Required action.
In the records below, find the line that contains "Can you see the gray", then write out that line and each one after it exactly, up to and including the last.

----- Entries supplied

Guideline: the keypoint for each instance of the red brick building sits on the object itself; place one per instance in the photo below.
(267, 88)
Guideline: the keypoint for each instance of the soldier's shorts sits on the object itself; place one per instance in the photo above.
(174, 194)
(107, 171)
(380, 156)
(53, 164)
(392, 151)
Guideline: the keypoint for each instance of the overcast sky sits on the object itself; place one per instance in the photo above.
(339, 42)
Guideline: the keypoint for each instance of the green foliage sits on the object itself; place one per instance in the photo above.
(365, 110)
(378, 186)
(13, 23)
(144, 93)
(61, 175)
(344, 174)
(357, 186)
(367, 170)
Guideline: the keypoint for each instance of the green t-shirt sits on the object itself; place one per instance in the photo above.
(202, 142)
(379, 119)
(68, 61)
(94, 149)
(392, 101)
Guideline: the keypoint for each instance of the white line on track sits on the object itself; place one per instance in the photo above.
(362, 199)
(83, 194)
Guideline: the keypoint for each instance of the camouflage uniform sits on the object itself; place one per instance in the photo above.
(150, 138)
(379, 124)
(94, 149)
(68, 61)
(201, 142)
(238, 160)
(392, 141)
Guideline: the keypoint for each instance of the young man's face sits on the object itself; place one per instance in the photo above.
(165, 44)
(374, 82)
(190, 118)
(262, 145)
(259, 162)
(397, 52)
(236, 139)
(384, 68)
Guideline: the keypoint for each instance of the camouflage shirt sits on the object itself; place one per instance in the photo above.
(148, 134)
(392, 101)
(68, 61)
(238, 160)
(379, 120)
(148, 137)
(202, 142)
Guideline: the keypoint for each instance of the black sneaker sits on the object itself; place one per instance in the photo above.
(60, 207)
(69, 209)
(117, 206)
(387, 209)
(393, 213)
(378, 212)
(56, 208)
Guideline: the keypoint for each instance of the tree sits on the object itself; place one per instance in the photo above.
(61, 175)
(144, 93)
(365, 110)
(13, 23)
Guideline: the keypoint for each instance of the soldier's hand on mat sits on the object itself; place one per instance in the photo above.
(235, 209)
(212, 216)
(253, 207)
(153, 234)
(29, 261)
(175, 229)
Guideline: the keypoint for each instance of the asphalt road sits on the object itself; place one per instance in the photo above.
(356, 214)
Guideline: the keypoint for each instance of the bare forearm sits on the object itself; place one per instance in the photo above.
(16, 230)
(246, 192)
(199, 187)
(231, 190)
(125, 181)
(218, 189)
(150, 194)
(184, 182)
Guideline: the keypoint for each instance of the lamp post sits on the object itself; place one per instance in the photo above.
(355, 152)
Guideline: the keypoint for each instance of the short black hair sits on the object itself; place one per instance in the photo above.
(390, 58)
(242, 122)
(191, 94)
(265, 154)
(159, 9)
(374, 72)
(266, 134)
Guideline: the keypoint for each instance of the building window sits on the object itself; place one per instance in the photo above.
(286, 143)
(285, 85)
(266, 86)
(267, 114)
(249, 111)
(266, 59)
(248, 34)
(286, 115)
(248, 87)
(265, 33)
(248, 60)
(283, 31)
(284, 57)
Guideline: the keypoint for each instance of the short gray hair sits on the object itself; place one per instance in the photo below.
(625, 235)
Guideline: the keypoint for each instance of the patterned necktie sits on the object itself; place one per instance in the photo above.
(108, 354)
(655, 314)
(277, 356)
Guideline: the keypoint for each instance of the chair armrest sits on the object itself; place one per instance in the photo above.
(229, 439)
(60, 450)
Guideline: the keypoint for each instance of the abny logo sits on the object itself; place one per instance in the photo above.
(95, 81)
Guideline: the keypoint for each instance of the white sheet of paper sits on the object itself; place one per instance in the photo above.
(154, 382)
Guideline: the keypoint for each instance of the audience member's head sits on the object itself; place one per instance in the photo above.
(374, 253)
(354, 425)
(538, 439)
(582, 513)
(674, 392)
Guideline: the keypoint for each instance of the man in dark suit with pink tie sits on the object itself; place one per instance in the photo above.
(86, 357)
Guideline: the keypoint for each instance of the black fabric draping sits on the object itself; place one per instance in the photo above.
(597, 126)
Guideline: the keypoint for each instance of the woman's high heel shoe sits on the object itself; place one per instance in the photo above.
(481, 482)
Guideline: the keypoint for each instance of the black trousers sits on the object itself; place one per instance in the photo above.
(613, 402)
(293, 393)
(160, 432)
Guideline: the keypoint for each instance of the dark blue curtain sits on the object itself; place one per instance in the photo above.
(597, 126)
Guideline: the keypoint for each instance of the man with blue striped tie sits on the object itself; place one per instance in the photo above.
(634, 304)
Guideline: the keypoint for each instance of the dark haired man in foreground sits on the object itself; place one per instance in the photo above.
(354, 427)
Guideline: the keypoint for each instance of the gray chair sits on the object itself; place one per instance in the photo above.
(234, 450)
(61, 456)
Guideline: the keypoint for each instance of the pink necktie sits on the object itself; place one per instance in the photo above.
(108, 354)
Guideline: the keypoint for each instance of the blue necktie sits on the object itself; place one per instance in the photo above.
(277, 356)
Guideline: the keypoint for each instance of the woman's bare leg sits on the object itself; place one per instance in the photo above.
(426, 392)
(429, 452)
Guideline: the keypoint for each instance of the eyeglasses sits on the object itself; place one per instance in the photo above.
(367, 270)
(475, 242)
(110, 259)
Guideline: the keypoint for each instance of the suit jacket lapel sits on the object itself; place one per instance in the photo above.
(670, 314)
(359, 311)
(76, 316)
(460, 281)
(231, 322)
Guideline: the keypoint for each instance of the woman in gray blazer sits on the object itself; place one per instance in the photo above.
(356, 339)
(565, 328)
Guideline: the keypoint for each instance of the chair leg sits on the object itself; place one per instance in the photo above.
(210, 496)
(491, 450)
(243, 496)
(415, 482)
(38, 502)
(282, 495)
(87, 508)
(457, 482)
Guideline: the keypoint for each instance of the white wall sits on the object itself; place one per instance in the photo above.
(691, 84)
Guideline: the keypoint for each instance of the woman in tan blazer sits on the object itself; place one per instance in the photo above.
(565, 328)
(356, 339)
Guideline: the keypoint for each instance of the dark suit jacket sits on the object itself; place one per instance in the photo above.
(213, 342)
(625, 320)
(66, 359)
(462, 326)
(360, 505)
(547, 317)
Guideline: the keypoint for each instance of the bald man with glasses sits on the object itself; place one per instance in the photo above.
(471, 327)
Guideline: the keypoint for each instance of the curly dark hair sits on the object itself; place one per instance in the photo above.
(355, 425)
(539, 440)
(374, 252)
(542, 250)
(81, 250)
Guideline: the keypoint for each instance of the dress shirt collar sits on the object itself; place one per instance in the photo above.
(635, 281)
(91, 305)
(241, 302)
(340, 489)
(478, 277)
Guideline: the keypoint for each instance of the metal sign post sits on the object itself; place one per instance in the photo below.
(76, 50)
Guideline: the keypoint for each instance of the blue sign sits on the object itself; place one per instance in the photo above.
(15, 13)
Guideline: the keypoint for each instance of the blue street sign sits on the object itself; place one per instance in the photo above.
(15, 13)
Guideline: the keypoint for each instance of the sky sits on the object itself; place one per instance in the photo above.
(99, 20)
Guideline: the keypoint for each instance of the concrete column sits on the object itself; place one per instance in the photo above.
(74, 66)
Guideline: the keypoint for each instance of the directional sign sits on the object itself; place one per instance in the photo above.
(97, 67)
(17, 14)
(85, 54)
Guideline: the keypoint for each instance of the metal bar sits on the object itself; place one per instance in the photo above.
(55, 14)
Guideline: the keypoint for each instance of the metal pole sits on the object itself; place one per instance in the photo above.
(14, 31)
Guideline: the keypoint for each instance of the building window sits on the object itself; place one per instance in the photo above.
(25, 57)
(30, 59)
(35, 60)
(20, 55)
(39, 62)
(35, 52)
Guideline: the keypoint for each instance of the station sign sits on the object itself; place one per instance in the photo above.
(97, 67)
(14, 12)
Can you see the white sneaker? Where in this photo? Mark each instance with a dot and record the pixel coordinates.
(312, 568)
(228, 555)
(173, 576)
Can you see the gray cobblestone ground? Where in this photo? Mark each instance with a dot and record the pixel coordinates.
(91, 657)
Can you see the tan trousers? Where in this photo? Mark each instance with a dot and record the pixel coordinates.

----------

Task output.
Can you see the gray cobblestone ground? Where in this photo? Mark each instance with a dot and record the pixel coordinates.
(91, 657)
Can you see the tan trousers? Where in this photo? Mark each instance with a dot and record the pixel coordinates.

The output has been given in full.